> THE PROBLEM
Without omitting anything, retype the data that follows.

(Dataset excerpts on object pointing)
◇ ◇ ◇ ◇ ◇
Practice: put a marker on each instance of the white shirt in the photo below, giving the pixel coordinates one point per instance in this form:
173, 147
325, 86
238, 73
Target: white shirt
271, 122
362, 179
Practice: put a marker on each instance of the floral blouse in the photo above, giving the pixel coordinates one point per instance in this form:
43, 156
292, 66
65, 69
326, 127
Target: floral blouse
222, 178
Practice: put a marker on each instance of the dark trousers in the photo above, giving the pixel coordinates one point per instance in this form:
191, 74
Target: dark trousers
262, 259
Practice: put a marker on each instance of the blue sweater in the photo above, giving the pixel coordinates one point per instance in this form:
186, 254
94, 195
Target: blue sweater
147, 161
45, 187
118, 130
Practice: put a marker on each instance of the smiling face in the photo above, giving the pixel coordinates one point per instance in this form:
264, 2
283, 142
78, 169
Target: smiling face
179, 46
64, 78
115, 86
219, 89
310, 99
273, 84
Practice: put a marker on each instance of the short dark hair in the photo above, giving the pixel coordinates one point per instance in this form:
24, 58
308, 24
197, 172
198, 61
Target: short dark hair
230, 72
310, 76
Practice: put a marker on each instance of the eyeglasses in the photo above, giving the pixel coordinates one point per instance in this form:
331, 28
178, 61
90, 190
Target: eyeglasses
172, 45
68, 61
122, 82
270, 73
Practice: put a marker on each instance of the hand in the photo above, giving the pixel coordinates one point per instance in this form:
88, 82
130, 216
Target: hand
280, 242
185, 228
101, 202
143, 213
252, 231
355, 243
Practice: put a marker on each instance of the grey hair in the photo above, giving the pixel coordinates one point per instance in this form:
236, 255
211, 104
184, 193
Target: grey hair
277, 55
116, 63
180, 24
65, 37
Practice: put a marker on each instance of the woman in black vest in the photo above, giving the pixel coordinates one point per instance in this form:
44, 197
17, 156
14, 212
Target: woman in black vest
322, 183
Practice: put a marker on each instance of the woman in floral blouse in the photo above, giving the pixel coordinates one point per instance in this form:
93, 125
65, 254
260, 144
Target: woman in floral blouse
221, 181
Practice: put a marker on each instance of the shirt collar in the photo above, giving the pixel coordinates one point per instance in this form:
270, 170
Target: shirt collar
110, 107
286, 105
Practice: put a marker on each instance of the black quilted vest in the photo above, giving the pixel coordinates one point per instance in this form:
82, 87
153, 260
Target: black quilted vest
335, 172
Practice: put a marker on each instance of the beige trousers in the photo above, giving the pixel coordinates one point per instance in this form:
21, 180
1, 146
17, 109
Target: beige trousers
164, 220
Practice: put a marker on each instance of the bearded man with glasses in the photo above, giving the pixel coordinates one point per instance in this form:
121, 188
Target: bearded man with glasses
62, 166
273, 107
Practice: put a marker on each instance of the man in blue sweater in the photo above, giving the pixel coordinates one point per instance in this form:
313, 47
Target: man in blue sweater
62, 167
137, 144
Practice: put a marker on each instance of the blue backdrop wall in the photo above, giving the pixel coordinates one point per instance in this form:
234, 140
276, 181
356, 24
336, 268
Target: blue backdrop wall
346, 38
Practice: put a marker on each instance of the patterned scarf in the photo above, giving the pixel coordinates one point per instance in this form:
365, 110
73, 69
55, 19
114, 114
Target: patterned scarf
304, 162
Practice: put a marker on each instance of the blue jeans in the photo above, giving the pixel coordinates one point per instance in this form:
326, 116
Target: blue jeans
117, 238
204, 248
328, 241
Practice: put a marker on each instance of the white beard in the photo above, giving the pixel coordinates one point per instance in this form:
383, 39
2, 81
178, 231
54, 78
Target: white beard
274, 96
◇ ◇ ◇ ◇ ◇
> ANSWER FOR THIS EXERCISE
Practice: put a marker on each instance of the white shirt in the photo below, giving the pixel coordinates one point per instance in this form:
173, 147
325, 86
238, 73
Target: white shirt
271, 122
362, 179
Practice: put a marker on each instance of the floral blouse in the photo above, giving the pixel coordinates one point per instance in this form:
43, 156
292, 66
65, 69
326, 127
Target: floral blouse
222, 178
Practice: put a marker on each instance of the dark trousers in the photo above, giving the pixel coordinates one point per instance in this form:
191, 74
Target: dark trousers
262, 259
Practice: put a marker on each instance of the blue sweater in the photo above, giving the pixel coordinates one point per instance in this form:
186, 254
94, 195
Target: blue sweater
147, 161
45, 187
118, 130
Practice: put a marker on each instance of the smiling face in the photo above, giving the pixel coordinates one point per instance in this form:
264, 2
283, 142
78, 169
Target: smiling face
179, 46
64, 78
115, 86
219, 89
310, 99
273, 84
Practice: put a marker on each instance of the short dark hair in the photo above, giving the pixel coordinates one point per instance in this form:
24, 58
308, 24
197, 172
198, 61
Target: short dark hair
230, 72
310, 76
Practice: put a marker on each instance of the eyeglasses in the photo above, giving the pixel coordinates one point per instance in this form:
331, 28
178, 61
90, 190
Target: eyeglasses
172, 45
68, 61
122, 82
270, 73
Practice: put a marker on each instance of the hand in the photo above, giving the pixel coordinates one point per instance in this form:
88, 82
130, 216
Target: hand
280, 242
185, 228
101, 202
143, 213
252, 231
355, 243
Practice: put a marker on each instance of the grey hair in the photo above, giving the pixel coordinates one point per instance in this form:
236, 255
211, 104
184, 193
Target: grey hair
277, 55
116, 63
180, 24
65, 37
Practice: put a marker on each instance of the woman in black vest in the photo above, giving the pixel coordinates one point per instance in this form:
44, 197
17, 156
14, 212
Target: woman in black vest
322, 183
Practice: put a marker on each instance of the woman in floral blouse in the photo above, giving the pixel coordinates one point per instance in this form:
93, 125
65, 254
260, 144
Target: woman in floral blouse
221, 181
Practice: put a marker on each instance of the shirt collar in the photo above, giving the pixel coordinates one point per instance in this form:
270, 170
Target: shirt collar
110, 107
286, 105
Practice: put a marker on each instance of the black quilted vest in the photo above, giving the pixel coordinates one point per instance in this form:
82, 87
153, 260
Target: black quilted vest
335, 172
Practice: put a marker on each instance of the beige trousers in the photo above, giving the pixel coordinates one point per instance in this form:
21, 180
1, 146
17, 109
Target: beige trousers
164, 220
Practice: put a marker on each instance of the bearded man with glasses in the photo above, giving the pixel coordinates one point per instance in this form:
121, 188
Target: bearded man with glasses
62, 166
273, 107
Practice: put a marker on each instance of the man in blue sweater in the photo above, giving the pixel coordinates one point per instance in this form:
313, 47
Target: man in blue sweater
62, 167
137, 144
Practice: put a marker on each instance of the blue backdrop wall in the photo above, giving the pixel coordinates one point per instance in this form:
234, 140
276, 181
356, 24
336, 268
Target: blue backdrop wall
346, 38
Practice: put a marker on each instance of the patterned scarf in the photo above, giving the pixel coordinates one point per instance in this form:
365, 110
73, 69
55, 19
114, 114
Target: patterned scarf
304, 162
Practice: put a marker on each instance of the blue jeans in the photo above, giving the pixel coordinates one point per instance in this form:
326, 116
Target: blue jeans
117, 238
204, 248
328, 241
Practice: put a marker on each instance of the white beard in the photo above, giving the pixel coordinates one point per instance in this form:
383, 39
2, 81
178, 231
54, 78
Target: white beard
274, 96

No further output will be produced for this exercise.